Source entries
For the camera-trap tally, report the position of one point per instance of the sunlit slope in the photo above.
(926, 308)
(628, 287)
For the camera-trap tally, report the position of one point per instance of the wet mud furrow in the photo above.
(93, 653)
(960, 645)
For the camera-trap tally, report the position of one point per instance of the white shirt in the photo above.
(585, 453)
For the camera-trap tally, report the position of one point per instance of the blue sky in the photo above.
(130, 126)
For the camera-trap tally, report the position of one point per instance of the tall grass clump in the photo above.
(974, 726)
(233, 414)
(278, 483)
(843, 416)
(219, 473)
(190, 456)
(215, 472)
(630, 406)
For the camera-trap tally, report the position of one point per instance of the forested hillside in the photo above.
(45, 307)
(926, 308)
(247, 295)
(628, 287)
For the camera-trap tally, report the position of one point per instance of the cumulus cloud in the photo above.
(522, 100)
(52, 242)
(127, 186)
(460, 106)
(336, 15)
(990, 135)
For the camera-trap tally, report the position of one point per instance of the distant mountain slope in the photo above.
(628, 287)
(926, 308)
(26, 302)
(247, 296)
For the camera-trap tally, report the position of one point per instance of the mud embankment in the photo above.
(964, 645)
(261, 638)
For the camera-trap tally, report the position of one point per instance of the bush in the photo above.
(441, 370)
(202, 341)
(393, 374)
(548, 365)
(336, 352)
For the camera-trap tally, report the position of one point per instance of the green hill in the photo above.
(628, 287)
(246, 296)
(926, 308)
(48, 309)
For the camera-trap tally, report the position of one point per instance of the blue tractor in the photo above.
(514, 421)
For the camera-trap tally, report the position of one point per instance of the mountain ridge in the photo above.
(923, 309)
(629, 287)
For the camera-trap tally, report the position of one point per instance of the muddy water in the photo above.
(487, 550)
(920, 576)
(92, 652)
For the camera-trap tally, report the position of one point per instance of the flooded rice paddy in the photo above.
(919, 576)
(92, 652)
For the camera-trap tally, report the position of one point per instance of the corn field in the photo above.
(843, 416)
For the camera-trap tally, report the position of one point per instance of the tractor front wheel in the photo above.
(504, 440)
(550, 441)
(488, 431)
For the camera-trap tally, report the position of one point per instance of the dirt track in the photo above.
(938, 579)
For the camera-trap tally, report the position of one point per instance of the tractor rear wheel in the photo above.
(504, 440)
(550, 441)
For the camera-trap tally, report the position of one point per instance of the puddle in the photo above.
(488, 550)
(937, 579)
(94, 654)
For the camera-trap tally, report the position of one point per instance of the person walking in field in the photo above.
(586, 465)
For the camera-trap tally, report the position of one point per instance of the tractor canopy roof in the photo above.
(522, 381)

**What to produce:** Put every line of the entries above into a JSON list of strings with one string per line, leaving out blank lines.

**The output:**
[
  "For the camera-trap tally, report the position of one point per instance of the sunlit slope in the photo above.",
  "(926, 308)",
  "(628, 287)",
  "For the camera-trap tally, report the position of one point per instance of the wet mud furrow in the photo above.",
  "(93, 653)",
  "(960, 645)",
  "For the camera-trap tally, report the position of one point per instance of the white shirt in the photo above.",
  "(585, 453)",
  "For the camera-trap tally, report the position of one point per instance of the blue sky in the photo above.",
  "(130, 126)",
  "For the camera-trap tally, report the position of one point per instance of the tall grass clump in the photo above.",
  "(974, 726)",
  "(233, 414)",
  "(278, 483)",
  "(843, 416)",
  "(219, 473)",
  "(190, 456)",
  "(215, 472)",
  "(630, 406)",
  "For the camera-trap tally, report the position of one point per instance of the forested hillside in the photo above.",
  "(45, 307)",
  "(926, 308)",
  "(247, 295)",
  "(628, 287)",
  "For the camera-trap tally, report the position of one point per instance of the cumulus cloud in the photo above.",
  "(522, 100)",
  "(52, 242)",
  "(127, 186)",
  "(460, 106)",
  "(336, 15)",
  "(990, 135)",
  "For the camera-trap tally, report the position of one point per instance of the distant mountain slope in the photo above.",
  "(628, 287)",
  "(926, 308)",
  "(26, 302)",
  "(247, 296)",
  "For the camera-trap tally, report the position of one point per instance of the mud embankment in the photo above.",
  "(964, 645)",
  "(261, 638)",
  "For the camera-trap tally, report the position of one point per instance of the bush in the photo above.",
  "(441, 370)",
  "(202, 341)",
  "(393, 374)",
  "(548, 365)",
  "(336, 352)",
  "For the camera-trap tally, report the position of one point per instance of the green hill in the photo above.",
  "(628, 287)",
  "(246, 296)",
  "(926, 308)",
  "(48, 309)",
  "For the camera-trap tally, report the position of one point per instance of the blue tractor in the photo above.",
  "(514, 421)",
  "For the camera-trap tally, report the position of one point per instance of the mountain ridge in the photo above.",
  "(923, 309)",
  "(629, 287)",
  "For the camera-trap tally, report the position of one point per instance of the muddy water in the photo above.",
  "(487, 550)",
  "(920, 576)",
  "(92, 652)",
  "For the camera-trap tally, report the position of one point per instance of the flooded rice paddy in the photo above.",
  "(919, 576)",
  "(92, 652)",
  "For the camera-trap tally, report the position of one point per instance of the corn field in the photo above.",
  "(843, 416)",
  "For the camera-trap tally, report the position of one point per instance of the tractor front wheel in the photo above.",
  "(504, 440)",
  "(550, 441)",
  "(488, 431)",
  "For the camera-trap tally, report the position of one point per instance of the dirt track in the photo above.",
  "(938, 579)",
  "For the camera-trap tally, report the position of one point per instance of the tractor rear wheel in the photo above.",
  "(504, 440)",
  "(550, 441)",
  "For the camera-trap tally, report the position of one point per instance of the puddle in the photo above.",
  "(488, 550)",
  "(937, 579)",
  "(94, 654)",
  "For the camera-trap tally, report the position of one point per instance of the person walking in field in the photo above.",
  "(586, 465)",
  "For the camera-trap tally, report the position of one point per instance of the tractor canopy roof in the photo above.",
  "(522, 381)"
]